───── Excerpted records ─────

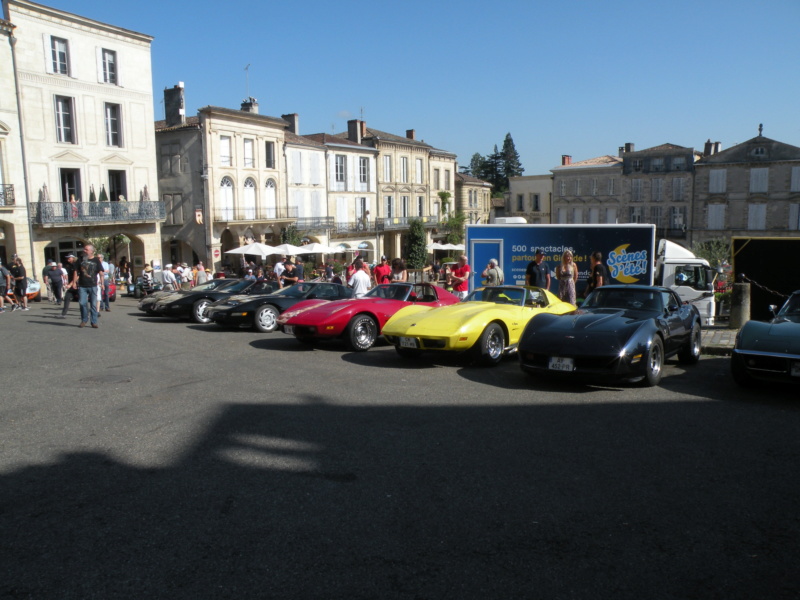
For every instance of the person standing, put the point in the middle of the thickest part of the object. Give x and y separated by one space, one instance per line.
459 277
537 273
20 277
55 281
5 285
87 277
598 276
567 274
70 287
359 280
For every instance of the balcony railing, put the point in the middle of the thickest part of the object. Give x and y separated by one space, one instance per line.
403 222
309 223
7 195
256 213
64 213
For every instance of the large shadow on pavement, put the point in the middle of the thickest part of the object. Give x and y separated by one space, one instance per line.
658 500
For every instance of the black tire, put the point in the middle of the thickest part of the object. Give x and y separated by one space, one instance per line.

─────

Without the pictures, write out every entry precisely as it appears.

For every instance of the person standing, put the point in the middle of the thickest part of the object. Give x and y separated by one space, one instance per line.
459 277
537 273
20 277
55 281
5 285
87 277
598 276
567 274
70 287
359 280
For every instance of the balcony railing, put the point in the middle of the thickest part of the object. Give x and y separated by one space, one instance per line.
403 222
309 223
7 195
256 213
64 213
For every instance of the large shadow on pavement, put the point in the middle of the thickest part of the object. Give x and y separated by one space, one instance per line.
658 500
For every instance of the black tire, put the point in the middle of the thickest part of the object. Give x and y separated by one space, one instance per line.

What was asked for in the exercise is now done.